### TEXTO PARA LEITURA
+ + + + + + +
O poeta, prosador e crítico brasileiro Ronaldo Cagiano lança novo livro a partir de sua atual morada lusitana. Distinguido com um prêmio Jabuti por seu livro de contos Eles não moram mais aqui (2016), Cagiano nos apresenta, neste Horizonte de espantos, um desaguadouro afetivo dos temas capitais que inervam sua escrita.
Tal como Alberto Caeiro, que exaltava “o rio que corre pela minha aldeia”, Cagiano também não se distancia muito dos rios que cortam sua cidade natal, Cataguases, Minas Gerais: o Pomba e o ribeirão Meia Pataca, que flagelam os ribeirinhos em época de cheias. Não por acaso, o poeta já publicou Os rios de mim (editora Urutau, 2018). Assim é que este inventário de espantos, por mais kafkiano ou algo fantástico em certas narrativas, revisita inelutavelmente os tempos e viventes das margens do rio Pomba. Pois é o anjo (ou o demônio?) da memória que preside a estes relatos, como em “Estrangeiro”, em que o protagonista percorre sua antiga cidade interiorana, revendo fantasmas pontuais e sempre assombrado com a permanência desse tempo staccato, coagulado. Esse fluxo da memória beira o delírio em “Acossados”, enquanto a vítima de um sequestro-relâmpago, sob a mira de armas, é avassalada por rajadas de lembranças extemporâneas.
+ + + + + + +
### MATERIAL ARMAZENADO
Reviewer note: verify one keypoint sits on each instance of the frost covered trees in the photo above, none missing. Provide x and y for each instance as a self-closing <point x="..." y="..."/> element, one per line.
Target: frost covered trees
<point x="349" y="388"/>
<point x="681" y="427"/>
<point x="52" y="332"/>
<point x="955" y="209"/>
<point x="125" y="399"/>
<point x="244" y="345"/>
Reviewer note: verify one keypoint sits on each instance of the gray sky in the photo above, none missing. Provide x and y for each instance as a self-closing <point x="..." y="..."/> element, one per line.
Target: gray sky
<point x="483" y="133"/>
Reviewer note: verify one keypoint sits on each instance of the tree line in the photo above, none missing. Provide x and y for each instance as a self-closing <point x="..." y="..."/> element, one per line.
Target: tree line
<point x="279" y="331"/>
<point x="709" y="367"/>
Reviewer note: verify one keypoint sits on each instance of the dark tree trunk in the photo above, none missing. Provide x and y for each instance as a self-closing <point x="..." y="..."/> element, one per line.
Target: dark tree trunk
+ + + + + + +
### EXERCÍCIOS
1. Segundo o texto sobre Horizonte de espantos, que livro de Ronaldo Cagiano recebeu um prêmio Jabuti?
2. Indique se cada afirmação concorda com o texto sobre Horizonte de espantos, respondendo sim ou não e citando as palavras do texto que decidem a questão: (a) Cagiano nasceu em Cataguases, Minas Gerais. (b) Os rios de mim saiu pela editora Urutau em 2016. (c) Em "Acossados", a vítima de um sequestro-relâmpago é invadida por lembranças.
3. Retome o texto sobre Horizonte de espantos e continue-o a partir do ponto em que ele termina.

### RESPOSTAS FINAIS
1. O livro de contos Eles não moram mais aqui (2016).

2.
(a) Sim: "sua cidade natal, Cataguases, Minas Gerais".
(b) Não: "(editora Urutau, 2018)".
(c) Sim: "a vítima de um sequestro-relâmpago, sob a mira de armas, é avassalada por rajadas de lembranças extemporâneas".

3.
O espanto é recorrente até mesmo numa crônica aparentemente lírica da infância, “Vozes”, que será marcada pelo espanto da finitude e da dissolução final. E o conflito da vida republicana brasileira se atualiza em “Vórtice”, quando velhos companheiros de luta armada, nos Anos de Chumbo, se reencontram em meio às manifestações políticas de junho de 2013. Segundo Jorge Luis Borges, todo autor teria no máximo uns quatro ou cinco temas eletivos, aos quais retornaria, assim como Uróboro/Ourobóros, a serpente mítica, devora a própria cauda. Nessa viagem circular, à beira do rio Pomba ou do Tejo, o escritor Ronaldo Cagiano segue acompanhado por seu cortejo de fantasmas, históricos e existenciais, rumo ao perene horizonte de espantos.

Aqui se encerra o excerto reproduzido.